## [What is needed]
Which lines in the items below contain the string "building" with matching case? Copy each of those lines.

## [Data for this task]
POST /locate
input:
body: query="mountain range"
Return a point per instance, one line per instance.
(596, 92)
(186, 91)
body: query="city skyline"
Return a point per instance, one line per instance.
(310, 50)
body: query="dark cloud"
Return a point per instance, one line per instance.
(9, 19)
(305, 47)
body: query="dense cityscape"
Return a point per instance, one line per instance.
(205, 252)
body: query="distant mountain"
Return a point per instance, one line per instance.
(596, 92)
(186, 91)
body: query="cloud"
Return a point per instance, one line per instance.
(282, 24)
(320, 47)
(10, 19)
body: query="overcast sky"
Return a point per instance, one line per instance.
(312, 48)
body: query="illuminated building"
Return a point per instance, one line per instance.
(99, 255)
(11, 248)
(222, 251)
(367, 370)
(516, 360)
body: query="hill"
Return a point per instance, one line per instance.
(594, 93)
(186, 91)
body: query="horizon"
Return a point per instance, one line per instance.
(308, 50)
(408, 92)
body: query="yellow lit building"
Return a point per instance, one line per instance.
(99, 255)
--
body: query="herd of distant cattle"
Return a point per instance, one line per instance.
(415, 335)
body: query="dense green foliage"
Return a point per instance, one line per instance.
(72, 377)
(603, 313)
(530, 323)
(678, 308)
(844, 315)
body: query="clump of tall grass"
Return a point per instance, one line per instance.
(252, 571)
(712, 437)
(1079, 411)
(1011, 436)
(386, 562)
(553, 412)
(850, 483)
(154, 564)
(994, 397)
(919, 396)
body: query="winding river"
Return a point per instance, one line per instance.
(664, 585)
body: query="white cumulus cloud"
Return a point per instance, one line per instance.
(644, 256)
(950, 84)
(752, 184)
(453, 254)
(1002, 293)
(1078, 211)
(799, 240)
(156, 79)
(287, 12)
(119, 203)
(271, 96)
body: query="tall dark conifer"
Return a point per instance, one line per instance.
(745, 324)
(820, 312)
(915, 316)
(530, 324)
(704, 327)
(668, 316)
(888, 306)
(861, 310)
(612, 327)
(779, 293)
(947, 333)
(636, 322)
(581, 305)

## [Reply to the task]
body: query="illuminated building"
body: query="yellow lit building"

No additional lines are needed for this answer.